Given information =>
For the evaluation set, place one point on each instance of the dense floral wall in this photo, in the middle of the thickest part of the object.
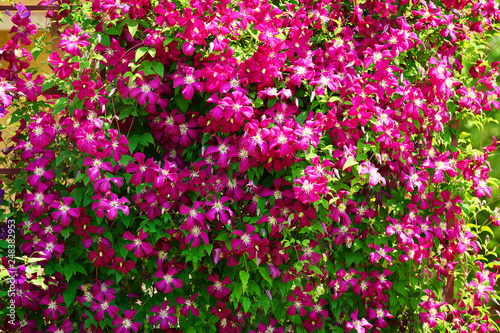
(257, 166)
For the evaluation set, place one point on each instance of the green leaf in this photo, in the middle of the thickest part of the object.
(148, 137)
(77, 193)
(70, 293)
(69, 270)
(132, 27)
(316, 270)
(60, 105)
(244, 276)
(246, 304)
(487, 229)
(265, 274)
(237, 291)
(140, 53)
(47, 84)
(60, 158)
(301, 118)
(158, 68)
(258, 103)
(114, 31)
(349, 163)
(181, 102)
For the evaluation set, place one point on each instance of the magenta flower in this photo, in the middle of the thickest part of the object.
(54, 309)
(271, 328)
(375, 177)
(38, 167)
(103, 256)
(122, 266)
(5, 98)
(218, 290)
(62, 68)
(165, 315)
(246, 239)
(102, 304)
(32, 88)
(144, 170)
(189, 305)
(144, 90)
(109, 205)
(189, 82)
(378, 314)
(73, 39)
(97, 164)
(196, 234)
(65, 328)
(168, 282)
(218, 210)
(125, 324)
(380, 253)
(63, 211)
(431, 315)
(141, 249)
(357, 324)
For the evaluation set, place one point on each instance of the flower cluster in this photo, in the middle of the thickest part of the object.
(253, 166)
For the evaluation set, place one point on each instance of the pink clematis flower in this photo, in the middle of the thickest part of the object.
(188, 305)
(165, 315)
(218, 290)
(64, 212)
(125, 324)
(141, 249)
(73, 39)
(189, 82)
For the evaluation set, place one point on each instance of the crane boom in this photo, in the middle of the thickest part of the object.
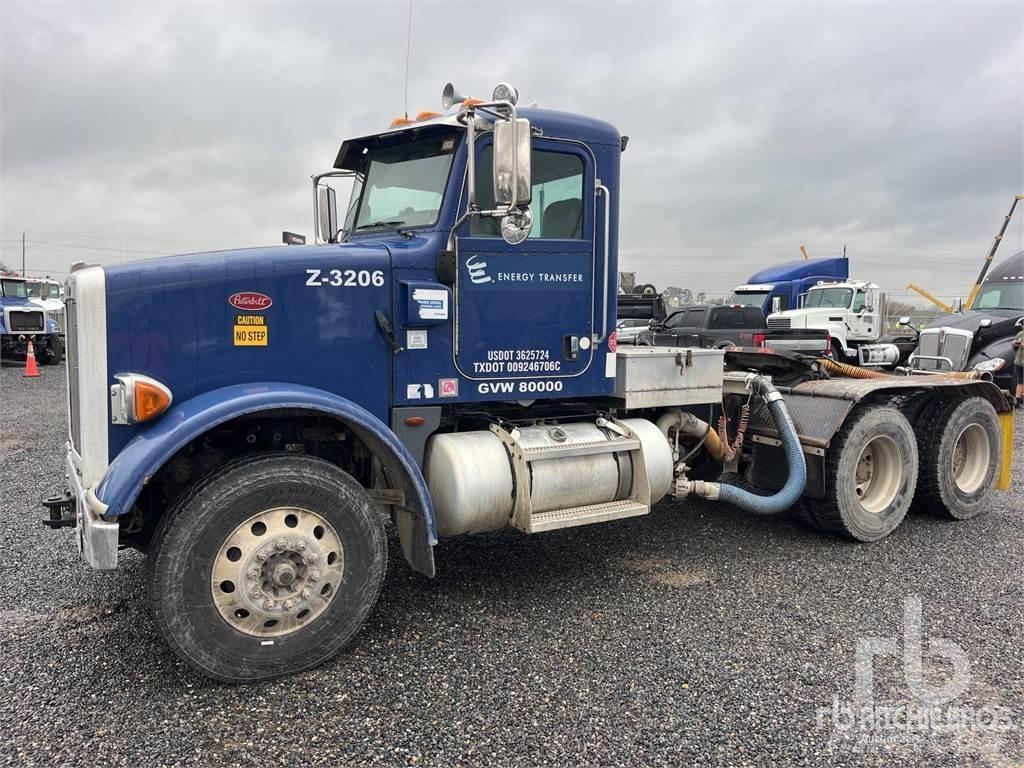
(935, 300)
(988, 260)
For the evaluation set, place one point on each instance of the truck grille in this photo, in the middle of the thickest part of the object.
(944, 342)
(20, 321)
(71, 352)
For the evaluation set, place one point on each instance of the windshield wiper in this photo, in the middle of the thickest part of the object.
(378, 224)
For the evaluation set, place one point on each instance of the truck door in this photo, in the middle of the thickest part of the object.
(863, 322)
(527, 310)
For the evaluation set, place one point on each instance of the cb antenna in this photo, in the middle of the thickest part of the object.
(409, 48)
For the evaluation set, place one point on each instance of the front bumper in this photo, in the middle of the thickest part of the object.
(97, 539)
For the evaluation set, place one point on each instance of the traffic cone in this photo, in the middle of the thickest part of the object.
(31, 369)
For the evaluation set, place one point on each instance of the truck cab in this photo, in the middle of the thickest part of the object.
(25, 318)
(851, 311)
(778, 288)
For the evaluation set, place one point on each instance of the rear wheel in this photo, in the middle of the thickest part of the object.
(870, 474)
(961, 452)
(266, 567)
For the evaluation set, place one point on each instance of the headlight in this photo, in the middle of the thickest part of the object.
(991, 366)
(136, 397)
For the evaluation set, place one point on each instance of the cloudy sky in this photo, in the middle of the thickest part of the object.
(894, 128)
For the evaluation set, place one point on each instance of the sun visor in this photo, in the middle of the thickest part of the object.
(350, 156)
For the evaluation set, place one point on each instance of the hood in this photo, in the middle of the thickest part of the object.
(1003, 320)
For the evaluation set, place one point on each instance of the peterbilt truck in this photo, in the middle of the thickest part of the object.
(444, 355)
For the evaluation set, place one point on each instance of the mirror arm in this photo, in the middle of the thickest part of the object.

Your objective => Quote the material exactly. Pictures stay out.

Solved exercise =>
For the evaluation set, place one point on each instance of the dense floral wall in this photo, in the middle of the thickest part of the object.
(257, 166)
For the evaluation set, place one point on each instance of the green leaf in this photo, in the middle of the thickest part of the object.
(148, 137)
(77, 193)
(70, 293)
(69, 270)
(132, 27)
(316, 270)
(60, 105)
(244, 276)
(246, 304)
(487, 229)
(265, 274)
(237, 291)
(140, 53)
(47, 84)
(60, 158)
(301, 118)
(158, 68)
(258, 103)
(114, 31)
(349, 163)
(181, 102)
For the evaluation set, place one point on each instance of the magenta flower in this photo, in the middle of the thickest part of the object.
(54, 309)
(271, 328)
(375, 177)
(38, 167)
(103, 256)
(122, 266)
(5, 98)
(218, 290)
(62, 68)
(165, 315)
(246, 239)
(102, 304)
(32, 88)
(144, 170)
(189, 305)
(144, 90)
(109, 205)
(189, 82)
(378, 314)
(73, 39)
(97, 164)
(196, 234)
(65, 328)
(168, 282)
(218, 210)
(125, 324)
(380, 253)
(63, 211)
(431, 315)
(141, 249)
(357, 324)
For the evaluation set, place one point on each instance of the flower cluster in this photo, in the middle of the thickest part of the object.
(253, 166)
For the evaluation set, place one point on each instance of the pink clematis flower in this photo, in the middle of the thickest part of the object.
(188, 305)
(165, 315)
(218, 290)
(64, 212)
(125, 324)
(141, 249)
(73, 39)
(189, 82)
For the evaluation set, place one point on each instance of the crane boom in this photo, in the middle of the thickest part of the object.
(935, 300)
(988, 260)
For the evaluation set, place one point on each instance of the truck grille in this photo, in the middle of the thickest part of the object.
(944, 342)
(20, 321)
(71, 352)
For the evaluation set, place one point on each instance of the windshield wiper in this photo, in the middle of the thickest part of the object.
(378, 224)
For the evaluation set, place one point on each instance of the truck door in this photo, in the middle of the thickest part of the object.
(863, 322)
(527, 310)
For the evaluation set, place one point on each instance of the cb antenna in this photo, in the middle of the thickest part of the object.
(409, 48)
For the evaluation set, place one point on each instance of the front bumper in this photo, in the middle of the thickest part of the object.
(97, 539)
For the evaluation set, place one point on each instance of the traffic cone in this photo, in the middle of the thickest part of the object.
(31, 369)
For the evaluation set, place one point on each instance of the truck cab in this photo, in the middle of the thickest part of the object.
(25, 318)
(851, 311)
(778, 288)
For the evaluation set, place one point on each instance of the rear wheel in this photo, in the middle of the thickest part of the object.
(870, 474)
(961, 452)
(266, 567)
For the evaluation set, place one point on each instance of the headlight in this photo, in the middle of the thickest part of the object.
(991, 366)
(136, 397)
For the evaluation set, place one point on each instance of the cloudy sky in this photo, in the middle of the thickest part of the object.
(894, 128)
For the evaluation set, place one point on each instance of the sun visor in this photo, in the middle of the thickest part of the object.
(350, 156)
For the evaluation set, place one point on each instance of the hood in this photo, in the middle of the thickest part of the object.
(1003, 320)
For the evaluation set, place one point on each instance of the peterbilt truck in this photo, in the middle of the thickest part of the object.
(444, 355)
For the evaluation set, place one point on each instance of the mirror arm in this photo, in the middle of the thickest part of the object.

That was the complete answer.